_THE TASK_. Print every line of the listing below word for word, changing nothing.
Begin RECORDS PROVIDED
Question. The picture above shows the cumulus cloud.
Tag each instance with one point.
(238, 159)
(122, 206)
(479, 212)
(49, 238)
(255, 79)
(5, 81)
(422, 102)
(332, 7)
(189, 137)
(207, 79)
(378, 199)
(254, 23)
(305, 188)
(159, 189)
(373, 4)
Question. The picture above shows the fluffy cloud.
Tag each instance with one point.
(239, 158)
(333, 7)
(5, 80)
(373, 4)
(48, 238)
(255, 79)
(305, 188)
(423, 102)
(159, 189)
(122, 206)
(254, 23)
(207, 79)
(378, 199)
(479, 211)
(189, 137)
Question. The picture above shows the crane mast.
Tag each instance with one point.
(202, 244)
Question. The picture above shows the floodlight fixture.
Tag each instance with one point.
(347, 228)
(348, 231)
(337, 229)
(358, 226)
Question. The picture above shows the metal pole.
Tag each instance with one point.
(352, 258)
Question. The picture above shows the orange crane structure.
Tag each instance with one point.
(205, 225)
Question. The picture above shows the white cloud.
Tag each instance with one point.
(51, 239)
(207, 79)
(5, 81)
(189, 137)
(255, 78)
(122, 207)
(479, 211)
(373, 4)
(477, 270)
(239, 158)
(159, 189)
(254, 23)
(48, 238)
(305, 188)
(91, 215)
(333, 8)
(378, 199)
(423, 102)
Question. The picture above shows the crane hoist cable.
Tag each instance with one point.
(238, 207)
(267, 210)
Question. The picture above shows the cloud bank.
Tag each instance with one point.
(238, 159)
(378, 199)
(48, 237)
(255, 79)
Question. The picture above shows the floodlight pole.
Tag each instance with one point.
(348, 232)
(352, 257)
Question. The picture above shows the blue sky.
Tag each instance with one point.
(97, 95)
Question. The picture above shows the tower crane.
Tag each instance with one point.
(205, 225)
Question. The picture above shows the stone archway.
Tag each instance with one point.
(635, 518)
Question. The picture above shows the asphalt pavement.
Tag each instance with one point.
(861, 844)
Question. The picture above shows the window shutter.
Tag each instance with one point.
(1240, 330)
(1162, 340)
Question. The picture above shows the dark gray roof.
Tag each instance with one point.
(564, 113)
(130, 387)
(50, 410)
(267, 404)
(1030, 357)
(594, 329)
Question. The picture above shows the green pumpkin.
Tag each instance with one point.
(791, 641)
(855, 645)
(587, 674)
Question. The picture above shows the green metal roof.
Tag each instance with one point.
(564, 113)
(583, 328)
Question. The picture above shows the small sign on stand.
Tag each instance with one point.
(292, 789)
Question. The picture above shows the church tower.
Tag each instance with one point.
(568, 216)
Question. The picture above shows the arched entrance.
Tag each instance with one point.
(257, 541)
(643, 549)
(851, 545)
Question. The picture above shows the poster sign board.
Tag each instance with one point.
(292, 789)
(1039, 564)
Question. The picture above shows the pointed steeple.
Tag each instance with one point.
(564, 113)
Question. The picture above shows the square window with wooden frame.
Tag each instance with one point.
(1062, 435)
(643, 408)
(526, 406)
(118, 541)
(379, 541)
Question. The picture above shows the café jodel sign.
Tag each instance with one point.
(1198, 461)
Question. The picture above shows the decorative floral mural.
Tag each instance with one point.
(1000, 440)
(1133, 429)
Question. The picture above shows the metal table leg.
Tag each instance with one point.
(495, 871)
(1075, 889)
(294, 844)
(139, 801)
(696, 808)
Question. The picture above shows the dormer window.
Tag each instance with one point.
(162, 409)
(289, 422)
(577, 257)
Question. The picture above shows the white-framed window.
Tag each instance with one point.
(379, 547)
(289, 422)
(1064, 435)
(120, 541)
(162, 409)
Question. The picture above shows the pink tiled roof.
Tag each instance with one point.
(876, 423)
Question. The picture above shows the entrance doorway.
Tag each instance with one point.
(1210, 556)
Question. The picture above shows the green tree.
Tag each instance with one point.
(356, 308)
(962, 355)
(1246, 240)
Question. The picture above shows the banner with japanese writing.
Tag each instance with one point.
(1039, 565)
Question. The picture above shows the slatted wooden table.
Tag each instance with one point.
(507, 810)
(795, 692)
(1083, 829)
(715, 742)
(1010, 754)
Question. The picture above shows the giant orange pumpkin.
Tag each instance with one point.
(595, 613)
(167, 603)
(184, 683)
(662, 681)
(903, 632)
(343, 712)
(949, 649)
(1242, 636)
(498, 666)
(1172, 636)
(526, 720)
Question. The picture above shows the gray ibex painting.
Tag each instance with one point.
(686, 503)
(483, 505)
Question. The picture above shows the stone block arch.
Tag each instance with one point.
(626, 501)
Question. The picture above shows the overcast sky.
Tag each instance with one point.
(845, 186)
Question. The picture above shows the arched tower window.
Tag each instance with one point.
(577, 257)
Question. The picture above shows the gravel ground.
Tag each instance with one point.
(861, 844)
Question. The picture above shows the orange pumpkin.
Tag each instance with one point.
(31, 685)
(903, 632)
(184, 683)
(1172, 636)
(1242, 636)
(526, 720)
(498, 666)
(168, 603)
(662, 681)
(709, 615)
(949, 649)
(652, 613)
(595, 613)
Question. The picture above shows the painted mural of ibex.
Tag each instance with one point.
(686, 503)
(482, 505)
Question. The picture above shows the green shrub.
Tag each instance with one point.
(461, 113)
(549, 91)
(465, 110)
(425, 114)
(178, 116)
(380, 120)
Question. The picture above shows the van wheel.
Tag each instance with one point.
End RECORDS PROVIDED
_WRITTEN ANSWER_.
Question. The picture above shows the cumulus cloud.
Tag each instance with one point.
(238, 159)
(122, 206)
(479, 212)
(49, 238)
(255, 79)
(5, 81)
(422, 102)
(332, 7)
(189, 137)
(207, 79)
(378, 199)
(254, 23)
(305, 188)
(159, 189)
(373, 4)
Question. The picture above shows the fluffy cloud.
Tag each instance with one point.
(239, 158)
(333, 7)
(5, 80)
(373, 4)
(48, 238)
(255, 79)
(305, 188)
(423, 102)
(159, 189)
(122, 206)
(254, 23)
(207, 79)
(378, 199)
(479, 211)
(189, 137)
Question. The picture above shows the crane mast.
Tag each instance with one point.
(202, 244)
Question. The picture above shows the floodlight fixture.
Tag each instance with one point.
(347, 228)
(348, 231)
(337, 229)
(358, 226)
Question. The picture above shows the metal pole.
Tag each instance with one point.
(352, 258)
Question. The picture above shows the orange crane structure.
Tag each instance with one point.
(205, 225)
Question. The picture above shows the white cloud.
Tag each instance with one point.
(51, 239)
(207, 79)
(5, 81)
(189, 137)
(255, 78)
(122, 207)
(479, 211)
(373, 4)
(477, 270)
(239, 158)
(159, 189)
(254, 23)
(48, 238)
(305, 188)
(91, 215)
(333, 8)
(378, 199)
(423, 102)
Question. The picture above shows the crane hoist cable.
Tag each instance with one point.
(238, 207)
(267, 210)
Question. The picture above shows the cloud bank.
Tag each instance with one point.
(238, 159)
(378, 199)
(48, 237)
(255, 79)
Question. The picture above shows the floodlight pole.
Tag each instance with one point.
(348, 232)
(352, 257)
Question. The picture above shows the blue sky.
Tag each instance with one point.
(97, 95)
Question. The picture above shows the tower crane.
Tag each instance with one point.
(205, 225)
Question. The picture above shows the stone archway.
Tag each instance with one point.
(635, 518)
Question. The picture above shows the asphalt pavement.
Tag each instance with one point.
(861, 844)
Question. The picture above shows the window shutter.
Tag each instance with one point.
(1240, 330)
(1162, 340)
Question. The picture above shows the dark gray roof.
Tag each instance with one point.
(564, 113)
(130, 387)
(50, 410)
(267, 404)
(1030, 357)
(594, 329)
Question. The picture above shows the green pumpkin.
Tag each instance with one point.
(791, 641)
(855, 645)
(587, 674)
Question. The picture above shows the green metal roof.
Tag each instance with one point.
(564, 113)
(583, 328)
Question. The picture above shows the small sign on stand.
Tag each instance with one point.
(292, 789)
Question. The picture above shows the church tower.
Tag each instance with one point.
(568, 216)
Question. The picture above shows the arched entrance.
Tag each instance with one point.
(257, 541)
(643, 549)
(851, 545)
Question. The picture above shows the poster sign board.
Tag each instance with one point.
(292, 789)
(1039, 564)
Question. The picture above shows the pointed steeple.
Tag each instance with one point.
(564, 113)
Question. The picture above shows the square window with wooden frame.
Tag each instance with one point.
(1062, 435)
(643, 408)
(526, 406)
(118, 541)
(379, 541)
Question. The picture above shows the café jodel sign.
Tag each instance with one point.
(1198, 461)
Question. The picture above shows the decorative floral mural.
Tag each instance with one point.
(1000, 440)
(1133, 429)
Question. The picture above shows the metal table leg.
Tag each instance with one point.
(495, 871)
(1075, 889)
(294, 844)
(139, 801)
(696, 808)
Question. The picture above shows the dormer window.
Tag each instance with one point.
(162, 409)
(289, 422)
(577, 257)
Question. The picture above shows the white-framed window.
Tag each instance with one point.
(379, 547)
(289, 422)
(1064, 435)
(120, 541)
(162, 409)
Question. The picture above shows the pink tiled roof.
Tag each instance with one point.
(876, 423)
Question. The picture above shows the entrance doorway.
Tag each instance with one point.
(1210, 556)
Question. The picture above shows the green tree.
Tag each instance with one point.
(356, 308)
(962, 355)
(1246, 240)
Question. The picture above shows the banner with japanese writing.
Tag each instance with one point.
(1039, 565)
Question. The picture above shows the slatted wooden table.
Tag each instance with one point.
(507, 810)
(795, 692)
(1083, 829)
(715, 742)
(1010, 754)
Question. The picture above shows the giant orange pumpkin.
Tag each instance with one point.
(595, 613)
(167, 603)
(184, 683)
(662, 681)
(903, 632)
(343, 712)
(949, 649)
(1242, 636)
(498, 666)
(1172, 636)
(526, 720)
Question. The picture above shows the gray ibex painting.
Tag each instance with one point.
(686, 503)
(483, 505)
Question. The picture above shows the stone block arch.
Tag each instance with one point.
(626, 501)
Question. The picture above shows the overcast sky.
Tag each instance with one point.
(845, 186)
Question. The picture above shows the arched tower window.
Tag each instance with one point.
(577, 257)
Question. The picture above shows the gravel ground.
Tag each instance with one point.
(861, 844)
Question. The picture above shows the orange pumpkin.
Tag each instance with one point.
(31, 685)
(903, 632)
(184, 683)
(1172, 636)
(1242, 636)
(526, 720)
(498, 666)
(168, 603)
(662, 681)
(709, 615)
(949, 649)
(652, 613)
(595, 613)
Question. The picture above shows the painted mural of ibex.
Tag each instance with one point.
(686, 503)
(482, 505)
Question. The picture above shows the green shrub.
Tag each instance with one point.
(461, 113)
(549, 91)
(465, 110)
(425, 114)
(178, 116)
(380, 120)
Question. The picture above shows the van wheel.
Tag each instance with one point.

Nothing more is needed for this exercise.